START Data section

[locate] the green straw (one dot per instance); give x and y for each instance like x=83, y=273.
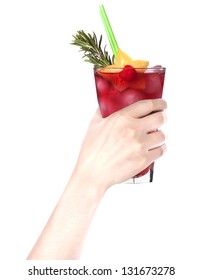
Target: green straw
x=109, y=31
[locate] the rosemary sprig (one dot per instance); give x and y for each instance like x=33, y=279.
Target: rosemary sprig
x=92, y=49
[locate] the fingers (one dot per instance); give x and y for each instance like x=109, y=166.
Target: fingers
x=145, y=107
x=155, y=139
x=153, y=121
x=157, y=152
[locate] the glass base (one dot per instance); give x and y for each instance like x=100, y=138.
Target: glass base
x=146, y=178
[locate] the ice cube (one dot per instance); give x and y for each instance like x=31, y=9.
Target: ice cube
x=130, y=96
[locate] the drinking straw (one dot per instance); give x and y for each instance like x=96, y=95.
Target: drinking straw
x=109, y=31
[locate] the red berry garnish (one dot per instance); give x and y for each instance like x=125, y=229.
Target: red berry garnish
x=128, y=73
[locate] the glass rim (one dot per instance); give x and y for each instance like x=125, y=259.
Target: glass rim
x=151, y=69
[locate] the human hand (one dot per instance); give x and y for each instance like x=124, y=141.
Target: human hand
x=118, y=147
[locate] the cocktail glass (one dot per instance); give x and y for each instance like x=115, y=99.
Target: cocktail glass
x=119, y=87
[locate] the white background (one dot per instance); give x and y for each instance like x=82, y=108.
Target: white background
x=47, y=98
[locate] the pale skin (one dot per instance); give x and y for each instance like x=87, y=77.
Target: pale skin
x=114, y=149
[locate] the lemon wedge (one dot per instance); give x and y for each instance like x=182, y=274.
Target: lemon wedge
x=123, y=59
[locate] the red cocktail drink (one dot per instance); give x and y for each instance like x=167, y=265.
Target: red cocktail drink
x=119, y=87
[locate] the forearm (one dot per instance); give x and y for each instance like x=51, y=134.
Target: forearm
x=64, y=233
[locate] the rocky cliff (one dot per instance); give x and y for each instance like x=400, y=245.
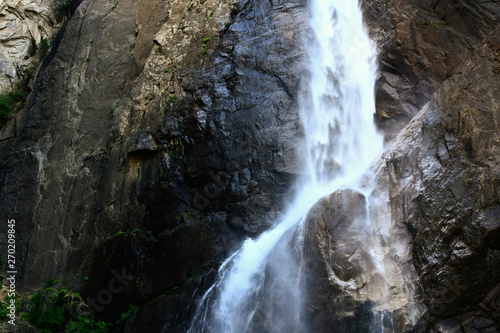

END Data section

## Task details
Pick out every line in the listing above that contains the word "forearm" and copy each one.

## Result
[locate] the forearm (one dot per instance); give x and y for each instance like x=51, y=134.
Target: forearm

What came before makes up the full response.